Print the following listing again in full, keeping every line, number and word unchanged.

——————————

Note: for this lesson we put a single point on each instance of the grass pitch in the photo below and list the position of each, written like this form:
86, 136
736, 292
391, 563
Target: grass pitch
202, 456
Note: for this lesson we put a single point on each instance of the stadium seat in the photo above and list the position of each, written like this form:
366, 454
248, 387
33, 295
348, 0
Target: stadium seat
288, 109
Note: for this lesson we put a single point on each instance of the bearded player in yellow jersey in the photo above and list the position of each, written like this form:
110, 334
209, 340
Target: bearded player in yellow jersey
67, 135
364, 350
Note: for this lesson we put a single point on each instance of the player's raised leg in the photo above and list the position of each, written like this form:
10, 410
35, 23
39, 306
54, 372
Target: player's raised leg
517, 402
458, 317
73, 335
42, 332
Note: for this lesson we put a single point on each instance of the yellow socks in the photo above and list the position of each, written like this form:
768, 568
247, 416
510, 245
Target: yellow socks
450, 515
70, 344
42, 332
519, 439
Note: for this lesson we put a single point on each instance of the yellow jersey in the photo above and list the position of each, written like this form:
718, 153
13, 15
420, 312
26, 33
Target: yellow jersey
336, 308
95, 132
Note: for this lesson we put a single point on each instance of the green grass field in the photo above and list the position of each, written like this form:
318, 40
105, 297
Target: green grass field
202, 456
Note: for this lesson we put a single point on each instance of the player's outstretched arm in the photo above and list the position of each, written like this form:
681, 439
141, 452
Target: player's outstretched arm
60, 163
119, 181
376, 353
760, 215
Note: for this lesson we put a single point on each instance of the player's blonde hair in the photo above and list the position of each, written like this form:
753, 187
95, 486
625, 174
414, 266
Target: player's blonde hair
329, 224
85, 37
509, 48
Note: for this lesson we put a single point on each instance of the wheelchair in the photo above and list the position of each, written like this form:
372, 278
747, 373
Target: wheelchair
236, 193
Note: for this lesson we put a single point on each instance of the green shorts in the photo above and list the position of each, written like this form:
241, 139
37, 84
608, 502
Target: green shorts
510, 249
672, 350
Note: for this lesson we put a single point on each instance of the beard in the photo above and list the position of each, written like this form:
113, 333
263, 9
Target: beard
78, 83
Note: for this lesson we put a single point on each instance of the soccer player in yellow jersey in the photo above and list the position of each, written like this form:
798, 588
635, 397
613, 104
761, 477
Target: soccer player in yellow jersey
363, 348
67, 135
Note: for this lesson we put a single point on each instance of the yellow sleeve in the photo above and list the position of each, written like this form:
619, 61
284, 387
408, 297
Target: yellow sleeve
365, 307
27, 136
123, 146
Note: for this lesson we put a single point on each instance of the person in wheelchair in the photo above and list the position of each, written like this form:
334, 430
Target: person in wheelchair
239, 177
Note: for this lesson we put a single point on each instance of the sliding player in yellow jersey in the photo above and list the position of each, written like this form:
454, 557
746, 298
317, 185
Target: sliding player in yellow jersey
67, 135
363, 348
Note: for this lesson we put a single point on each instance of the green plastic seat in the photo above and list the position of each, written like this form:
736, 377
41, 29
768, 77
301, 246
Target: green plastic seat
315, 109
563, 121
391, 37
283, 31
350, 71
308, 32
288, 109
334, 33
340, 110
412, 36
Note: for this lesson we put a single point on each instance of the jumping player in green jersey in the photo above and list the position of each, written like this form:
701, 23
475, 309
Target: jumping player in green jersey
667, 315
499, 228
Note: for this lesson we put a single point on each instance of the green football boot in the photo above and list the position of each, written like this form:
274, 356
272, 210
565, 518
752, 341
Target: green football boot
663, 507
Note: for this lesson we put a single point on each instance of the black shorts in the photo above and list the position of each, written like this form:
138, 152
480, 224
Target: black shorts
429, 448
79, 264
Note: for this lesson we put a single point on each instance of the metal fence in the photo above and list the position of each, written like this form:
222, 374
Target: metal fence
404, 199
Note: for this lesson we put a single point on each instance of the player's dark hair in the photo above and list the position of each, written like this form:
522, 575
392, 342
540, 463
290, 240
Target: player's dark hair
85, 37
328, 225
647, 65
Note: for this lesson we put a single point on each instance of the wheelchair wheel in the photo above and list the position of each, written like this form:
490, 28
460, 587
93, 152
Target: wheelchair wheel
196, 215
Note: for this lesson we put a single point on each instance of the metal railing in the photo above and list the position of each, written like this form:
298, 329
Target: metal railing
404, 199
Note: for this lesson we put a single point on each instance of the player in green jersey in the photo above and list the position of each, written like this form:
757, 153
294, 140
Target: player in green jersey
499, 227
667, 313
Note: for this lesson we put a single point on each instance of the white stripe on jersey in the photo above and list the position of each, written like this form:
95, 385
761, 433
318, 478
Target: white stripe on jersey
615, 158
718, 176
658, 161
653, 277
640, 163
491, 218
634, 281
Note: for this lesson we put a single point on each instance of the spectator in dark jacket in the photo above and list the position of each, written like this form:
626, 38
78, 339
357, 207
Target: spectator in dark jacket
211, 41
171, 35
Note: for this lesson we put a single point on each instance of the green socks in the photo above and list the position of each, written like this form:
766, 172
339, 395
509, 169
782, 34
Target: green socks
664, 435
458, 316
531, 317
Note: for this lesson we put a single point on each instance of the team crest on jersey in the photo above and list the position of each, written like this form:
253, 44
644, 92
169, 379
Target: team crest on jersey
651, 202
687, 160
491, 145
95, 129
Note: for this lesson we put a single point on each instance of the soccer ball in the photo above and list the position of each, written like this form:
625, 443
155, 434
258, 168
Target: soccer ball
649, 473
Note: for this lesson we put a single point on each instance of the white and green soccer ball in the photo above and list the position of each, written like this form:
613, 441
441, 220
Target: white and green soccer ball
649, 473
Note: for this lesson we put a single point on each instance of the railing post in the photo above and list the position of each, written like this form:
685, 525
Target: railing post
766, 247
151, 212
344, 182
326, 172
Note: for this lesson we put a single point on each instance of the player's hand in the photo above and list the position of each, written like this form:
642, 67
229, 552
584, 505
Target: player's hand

——————————

RESULT:
Note: for this lesson we put a single point on each instance of the grass pitch in the photo below and list the position of each, written like this form:
86, 136
736, 292
391, 563
Target: grass pitch
202, 456
Note: for this lesson we put a single point on each instance of the stadium seat in the photo above and list the position of each, written like this form:
366, 454
248, 387
33, 295
348, 0
Target: stadium seat
288, 109
Note: for this lesson we put a single point on each instance of the bearded player in yellow jersey in the photo above and list the position of each, written like this form:
110, 334
209, 340
Target: bearded player in yellow jersey
67, 135
364, 350
Note: for this lesson we put a single point on each instance of the player's raised leg in the photo above and list the position of each, written like this form:
10, 410
35, 23
39, 306
54, 372
Target: player's raised leg
517, 402
458, 317
73, 335
42, 332
Note: for this lesson we put a single point on each instance of the yellow socks in the photo above and list the position of each, written like this form:
768, 568
247, 416
510, 245
Target: yellow socks
450, 515
70, 344
42, 332
519, 439
Note: for this lesson we put a single point on each instance of the yellow jersey in the photo above and list the position of each, written like this form:
718, 153
13, 15
420, 312
26, 33
Target: yellow jersey
336, 308
95, 132
Note: for this lesson we put a single point on each instance of the green grass field in the photo above and list the position of each, written like this form:
318, 40
105, 297
Target: green grass field
202, 456
Note: for this lesson we put a single point on each instance of the player's outstretched arm in the photo above and list the position of each, written like this form:
681, 439
141, 452
Target: player's outstretched arm
60, 163
119, 181
376, 353
760, 215
Note: for this lesson we put a single point on each instance of the player's blonde hair in the photo above and list the position of each, written like this form:
753, 187
95, 486
625, 174
414, 266
Target: player's blonde hair
329, 224
85, 37
509, 48
Note: for this lesson we put a single point on each instance of the wheelchair in the photo above and list the position of each, written like this form:
372, 278
747, 373
Target: wheelchair
236, 193
Note: for this lesson we put a single point on each instance of the green shorts in the photo above and list the position of each, written like this form:
241, 139
37, 84
608, 502
Target: green shorts
510, 249
672, 350
Note: for this lesson we put a single point on each instance of the beard in the photo above and list the position of each, written like this form:
113, 333
263, 9
Target: beard
78, 83
Note: for this lesson we put a single point on each instance of the soccer player in yellow jersey in the photo above and list the position of each, written like this form:
798, 588
635, 397
613, 104
761, 477
Target: soccer player in yellow jersey
363, 348
67, 135
Note: for this lesson we put a single point on each instance of the yellow sleeve in the photo above and list the position of each, written like this form:
619, 61
284, 387
408, 297
Target: yellow sleeve
365, 307
27, 136
123, 146
Note: for this lesson we put a single point on each instance of the person in wheelchair in the photo above and list the position of each, written like this form:
334, 430
Target: person in wheelchair
239, 177
Note: for this lesson we put a single point on each instance of the sliding player in yellow jersey in the photo above and list the position of each, written like this form:
454, 557
746, 298
317, 185
Target: sliding player in yellow jersey
67, 135
363, 348
Note: for this lesson we put a single point on each instance of the green plastic seat in the photo above and list the position of each, written like this form:
736, 377
41, 29
768, 77
301, 246
Target: green plastic seat
315, 109
563, 121
391, 37
283, 31
350, 71
308, 32
288, 109
334, 33
340, 110
412, 36
Note: for this lesson we put a single point on each instance of the jumping player in green jersey in the photo above and list the position of each, written like this form:
701, 23
475, 309
Target: jumping player in green jersey
667, 315
499, 228
Note: for this lesson we put a single point on each instance of the green football boot in the photo above and list the position of each, written like this form:
274, 356
272, 210
565, 518
752, 341
Target: green football boot
663, 507
Note: for this lesson we put a single point on each instance of the black shorts in the photo above and list the position of each, written like this form:
138, 152
480, 224
Target: black shorts
429, 448
79, 264
Note: for this lesson we put a single point on each instance of the metal fence in the photo above and list the position of each, written like this form:
222, 374
Target: metal fence
404, 199
Note: for this lesson we put a single point on each instance of the player's dark hair in the photo above and list the position of each, written like this form:
522, 575
392, 342
540, 463
290, 240
Target: player's dark hair
85, 37
328, 225
647, 65
Note: for this lesson we put a single point on each instance of the wheelchair wheel in the photo above and list the position of each, written like this form:
490, 28
460, 587
93, 152
Target: wheelchair wheel
196, 215
Note: for this lesson we put a single point on each instance of the metal railing in the photo above and list the position of each, written like this form:
298, 329
Target: metal railing
404, 199
Note: for this lesson we put a single point on each instance of the player in green jersey in the photo above and list the position of each, written like this form:
757, 153
294, 140
Target: player in green jersey
499, 227
667, 313
Note: for this lesson we put a single point on each instance of the white stripe on jersey in the photo above and list the position of each, written like this form:
95, 385
761, 433
318, 478
Target: white stripe on jersey
615, 158
718, 176
658, 161
653, 277
640, 163
491, 218
634, 281
Note: for this lesson we put a single point on each instance of the spectator in dark jacket in the photo above and list the position of each, written like this form:
626, 38
78, 339
357, 207
Target: spectator in dark jacket
211, 41
171, 35
Note: for this lesson we put a single point on each instance of the green socks in the photo above and list the position of each, written like this form:
766, 172
339, 395
509, 169
782, 34
Target: green socks
664, 435
458, 316
531, 317
Note: for this lesson we put a single point on each instance of the team crest on jersey in the photo above and list the position of each, written like this form:
253, 44
644, 92
169, 379
Target: team crest on jersey
651, 202
687, 160
491, 145
95, 129
Note: for this lesson we put a single point on each instance of the soccer ball in the photo above and list the position of each, written like this form:
625, 443
155, 434
258, 168
Target: soccer ball
649, 473
Note: for this lesson we put a single point on each instance of the white and green soccer ball in the photo above and list the position of each, written like this form:
613, 441
441, 220
Target: white and green soccer ball
649, 473
Note: for this lesson we put a single point on each instance of the railing post in the photo above and list the position of each, written like this form:
685, 525
Target: railing post
766, 247
151, 212
344, 182
326, 172
Note: for this lesson we put a single point on each instance of the player's hand in the photo above and list the position of each, written like this form:
642, 67
229, 552
584, 505
Target: player's hand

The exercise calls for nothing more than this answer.